# Testo del documento
■ ■ ■ ■ ■
“Sul set ho incontrato ‘due cani e una cagna maledetta’. A un certo punto volevo imparare il cinese, mio papà mi disse ‘lascia perdere, così un miliardo e mezzo di cinesi non saprà che sei un co******'”: così Pietro Sermonti
Pietro Sermonti si è raccontato al Corriere della Sera per presentare la seconda stagione di Gigolò per caso – La sex guru, serie su Amazon Prime Video della quale è protagonista. Il gigolò che interpreta lo definisce “goffo, generoso e inattendibile. È l’italiano medio. E io sono come lui in tutto, tranne nella professione e nei capelli”. Ma l’attore ricorda anche gli esordi, con Elisa di Rivombrosa: “Ricordo momenti esaltanti. Mi ero rotto la caviglia, avevo il gesso e recitavo dietro a un tavolo per nasconderlo: la sceneggiatura era tutta un salta e corri, fai presto e non ti fermare, mentre io stavo seduto. Sembravo pazzo”. E, va da sé, non si può non citare la popolatià raggiunta con Un Medico in Famiglia che Sermonti definisce “una botta. Prima vivevo in un altro mondo, ero una specie di disadattato, non avevo il televisore, non sapevo bene nemmeno che fiction fosse: mi sono fatto dare delle videocassette per capirlo”. Poi Boris: “Il regalo più bello. Era stato ideato dai miei amici di infanzia, autori come Mattia Torre e Giacomo Ciarrapico che era stato mio compagno di banco. All’epoca ero l’attore che sgranava gli occhioni, interpretavo storie d’amore: nessuno, se non loro che sapevano che sono un cazzone, mi avrebbe offerto un ruolo così”.
E allora il giornalista Renato Franco gli chiede se abbia mai recitato male come Stanis (“No dai, così male no. Stanis è unico. Per narcisismo, ignoranza, stupidità e superbia pensavo fosse inarrivabile. Poi però ho visto Trump e ho alzato le mani“) e quanti cani o “cagne maledette” abbia incontrato sul set: “Ho due Stanis clamorosi che forse mi scriverò sulla lapide e una Stanis femmina: un magnifico trio di cui non farò i nomi”. Alla domanda sul perché non sia sui social risponde che “non è una forma di misoneismo” e per fortuna che lui stesso spiega che cosa sia: “Misoneismo: l’avversione verso ciò che è nuovo. È una parola che ho imparato la settimana scorsa, la dico tre, quattro volte al giorno, anche da solo… Il fatto è che non mi piacciono i social: a un personaggio pubblico come me dedicano o venerazione o odio, che sono comunque due facce della stessa medaglia. Non mi interessano questi eccessi”. Ultima domanda? Quale sia un proposito disatteso: “A un certo punto volevo imparare il cinese. Mio papà era perplesso, mi disse: ‘Ma chi te lo fa fare? Lascia perdere: così un miliardo e mezzo di cinesi non saprà che sei un coglione'”.
■ ■ ■ ■ ■
# Voci estratte
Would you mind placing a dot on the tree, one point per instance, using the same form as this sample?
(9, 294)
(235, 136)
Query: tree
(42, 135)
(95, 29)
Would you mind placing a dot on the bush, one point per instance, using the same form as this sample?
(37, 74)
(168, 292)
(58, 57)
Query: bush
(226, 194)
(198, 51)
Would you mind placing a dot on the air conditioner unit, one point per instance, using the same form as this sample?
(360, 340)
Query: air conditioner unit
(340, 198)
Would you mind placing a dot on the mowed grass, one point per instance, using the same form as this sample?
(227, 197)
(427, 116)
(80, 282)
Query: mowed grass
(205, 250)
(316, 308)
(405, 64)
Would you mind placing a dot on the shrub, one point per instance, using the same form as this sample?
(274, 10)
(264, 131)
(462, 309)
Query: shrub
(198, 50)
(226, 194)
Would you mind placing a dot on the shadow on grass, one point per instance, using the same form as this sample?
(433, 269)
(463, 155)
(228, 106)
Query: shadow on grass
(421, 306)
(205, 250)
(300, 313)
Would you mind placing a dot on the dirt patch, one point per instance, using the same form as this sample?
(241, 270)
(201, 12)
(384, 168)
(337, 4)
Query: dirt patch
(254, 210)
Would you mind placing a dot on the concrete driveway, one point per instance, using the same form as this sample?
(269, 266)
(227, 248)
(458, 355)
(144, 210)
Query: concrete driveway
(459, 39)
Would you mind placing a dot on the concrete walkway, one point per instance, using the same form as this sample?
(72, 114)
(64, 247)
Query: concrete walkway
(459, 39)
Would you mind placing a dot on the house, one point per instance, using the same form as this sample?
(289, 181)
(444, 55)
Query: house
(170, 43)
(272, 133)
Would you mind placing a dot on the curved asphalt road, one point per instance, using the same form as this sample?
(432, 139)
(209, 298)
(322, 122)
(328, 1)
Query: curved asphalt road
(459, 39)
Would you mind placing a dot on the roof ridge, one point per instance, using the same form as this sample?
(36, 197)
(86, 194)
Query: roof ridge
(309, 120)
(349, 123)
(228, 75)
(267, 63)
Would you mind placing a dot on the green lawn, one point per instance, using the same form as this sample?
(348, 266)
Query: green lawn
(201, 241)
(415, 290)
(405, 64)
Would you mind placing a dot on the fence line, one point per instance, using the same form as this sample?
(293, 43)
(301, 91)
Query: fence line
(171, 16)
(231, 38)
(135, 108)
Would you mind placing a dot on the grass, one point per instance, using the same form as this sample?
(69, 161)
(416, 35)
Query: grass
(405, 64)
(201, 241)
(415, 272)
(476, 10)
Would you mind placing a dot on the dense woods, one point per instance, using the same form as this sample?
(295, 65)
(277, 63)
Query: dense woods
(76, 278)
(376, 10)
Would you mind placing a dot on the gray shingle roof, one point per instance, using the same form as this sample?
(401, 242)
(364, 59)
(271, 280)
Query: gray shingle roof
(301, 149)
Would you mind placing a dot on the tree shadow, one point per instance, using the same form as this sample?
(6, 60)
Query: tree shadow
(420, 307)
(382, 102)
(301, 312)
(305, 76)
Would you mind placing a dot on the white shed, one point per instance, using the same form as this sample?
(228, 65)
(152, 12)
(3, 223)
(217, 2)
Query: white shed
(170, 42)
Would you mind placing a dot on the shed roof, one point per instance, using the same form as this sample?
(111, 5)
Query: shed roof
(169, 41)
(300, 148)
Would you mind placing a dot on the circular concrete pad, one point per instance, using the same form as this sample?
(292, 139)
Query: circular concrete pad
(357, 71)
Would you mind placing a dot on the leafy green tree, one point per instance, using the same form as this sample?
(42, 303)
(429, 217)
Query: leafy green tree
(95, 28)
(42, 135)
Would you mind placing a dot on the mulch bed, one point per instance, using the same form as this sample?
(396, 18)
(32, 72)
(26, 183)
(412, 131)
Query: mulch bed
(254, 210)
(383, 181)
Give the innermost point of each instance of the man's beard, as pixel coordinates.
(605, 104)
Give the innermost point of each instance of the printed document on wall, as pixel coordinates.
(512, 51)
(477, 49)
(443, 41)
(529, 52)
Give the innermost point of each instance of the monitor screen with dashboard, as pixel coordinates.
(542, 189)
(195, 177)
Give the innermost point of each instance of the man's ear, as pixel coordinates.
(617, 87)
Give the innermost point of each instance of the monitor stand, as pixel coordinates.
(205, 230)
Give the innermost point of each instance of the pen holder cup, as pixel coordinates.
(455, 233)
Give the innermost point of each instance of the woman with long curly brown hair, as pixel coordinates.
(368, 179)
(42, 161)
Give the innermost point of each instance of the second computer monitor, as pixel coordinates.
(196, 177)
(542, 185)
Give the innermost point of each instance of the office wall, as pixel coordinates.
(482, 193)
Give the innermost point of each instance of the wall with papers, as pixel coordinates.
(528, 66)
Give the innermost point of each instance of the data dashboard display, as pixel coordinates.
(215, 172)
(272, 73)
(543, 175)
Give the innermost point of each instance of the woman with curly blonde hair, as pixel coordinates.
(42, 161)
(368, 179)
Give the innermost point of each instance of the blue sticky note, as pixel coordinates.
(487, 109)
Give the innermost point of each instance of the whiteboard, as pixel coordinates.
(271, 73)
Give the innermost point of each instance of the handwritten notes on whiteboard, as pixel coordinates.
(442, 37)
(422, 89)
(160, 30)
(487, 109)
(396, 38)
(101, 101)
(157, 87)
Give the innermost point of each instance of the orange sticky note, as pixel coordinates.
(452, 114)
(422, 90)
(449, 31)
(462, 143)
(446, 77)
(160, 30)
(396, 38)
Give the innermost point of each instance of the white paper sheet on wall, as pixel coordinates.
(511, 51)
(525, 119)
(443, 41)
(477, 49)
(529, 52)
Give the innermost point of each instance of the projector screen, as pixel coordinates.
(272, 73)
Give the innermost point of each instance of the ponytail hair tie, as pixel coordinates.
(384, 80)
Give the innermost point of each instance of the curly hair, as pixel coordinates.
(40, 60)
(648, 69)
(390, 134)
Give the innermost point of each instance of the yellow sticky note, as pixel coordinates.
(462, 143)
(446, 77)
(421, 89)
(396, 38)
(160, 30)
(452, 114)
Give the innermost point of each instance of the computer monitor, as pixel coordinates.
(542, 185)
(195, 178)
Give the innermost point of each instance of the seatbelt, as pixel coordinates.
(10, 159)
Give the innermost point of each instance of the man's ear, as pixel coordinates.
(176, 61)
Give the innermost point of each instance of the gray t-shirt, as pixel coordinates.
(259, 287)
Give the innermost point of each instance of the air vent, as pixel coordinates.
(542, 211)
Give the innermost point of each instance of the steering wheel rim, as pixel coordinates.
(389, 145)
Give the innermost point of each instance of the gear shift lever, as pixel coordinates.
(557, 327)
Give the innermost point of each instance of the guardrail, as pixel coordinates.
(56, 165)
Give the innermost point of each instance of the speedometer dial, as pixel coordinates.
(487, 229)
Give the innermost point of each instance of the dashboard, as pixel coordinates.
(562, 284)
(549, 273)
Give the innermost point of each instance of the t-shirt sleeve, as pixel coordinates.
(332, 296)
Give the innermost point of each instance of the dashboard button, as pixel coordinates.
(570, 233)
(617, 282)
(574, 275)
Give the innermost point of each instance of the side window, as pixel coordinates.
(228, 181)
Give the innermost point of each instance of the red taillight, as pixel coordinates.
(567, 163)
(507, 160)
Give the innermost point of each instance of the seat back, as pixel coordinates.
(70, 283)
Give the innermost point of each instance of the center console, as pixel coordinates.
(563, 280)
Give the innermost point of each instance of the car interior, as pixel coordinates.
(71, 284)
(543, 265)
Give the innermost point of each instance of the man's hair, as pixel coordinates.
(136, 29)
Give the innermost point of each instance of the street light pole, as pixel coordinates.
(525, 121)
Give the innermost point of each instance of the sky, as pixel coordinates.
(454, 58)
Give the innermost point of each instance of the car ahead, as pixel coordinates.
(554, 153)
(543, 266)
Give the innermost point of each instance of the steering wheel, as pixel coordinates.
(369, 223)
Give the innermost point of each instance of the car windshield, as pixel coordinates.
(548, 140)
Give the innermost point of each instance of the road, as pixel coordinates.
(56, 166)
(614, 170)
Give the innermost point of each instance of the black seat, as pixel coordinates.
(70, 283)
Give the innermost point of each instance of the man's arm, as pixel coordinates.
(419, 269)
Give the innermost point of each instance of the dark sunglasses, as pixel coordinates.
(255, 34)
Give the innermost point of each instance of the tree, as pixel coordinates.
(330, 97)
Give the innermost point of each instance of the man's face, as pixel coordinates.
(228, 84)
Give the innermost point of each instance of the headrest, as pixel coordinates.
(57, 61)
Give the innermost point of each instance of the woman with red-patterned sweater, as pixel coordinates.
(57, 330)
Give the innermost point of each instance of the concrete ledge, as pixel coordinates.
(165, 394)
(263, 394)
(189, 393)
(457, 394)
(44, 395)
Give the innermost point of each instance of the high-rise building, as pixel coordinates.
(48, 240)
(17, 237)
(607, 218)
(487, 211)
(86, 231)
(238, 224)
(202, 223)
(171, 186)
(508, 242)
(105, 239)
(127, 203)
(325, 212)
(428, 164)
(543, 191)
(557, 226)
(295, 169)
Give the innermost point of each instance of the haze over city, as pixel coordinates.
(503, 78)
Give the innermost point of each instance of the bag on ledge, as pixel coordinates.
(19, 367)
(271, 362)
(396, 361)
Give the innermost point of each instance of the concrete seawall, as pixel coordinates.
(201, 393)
■ ■ ■ ■ ■
Per ciascuna affermazione indica se concorda con l'articolo su Pietro Sermonti riportato sopra, rispondendo sì o no e citando le parole dell'articolo che lo stabiliscono: (a) prima di Un Medico in Famiglia Sermonti possedeva un televisore; (b) Giacomo Ciarrapico era stato compagno di banco di Sermonti; (c) Sermonti ha recitato in Elisa di Rivombrosa con una caviglia rotta.

# Risposta all'esercizio
(a) No: «non avevo il televisore».
(b) Sì: «Giacomo Ciarrapico che era stato mio compagno di banco».
(c) Sì: «Mi ero rotto la caviglia, avevo il gesso e recitavo dietro a un tavolo per nasconderlo».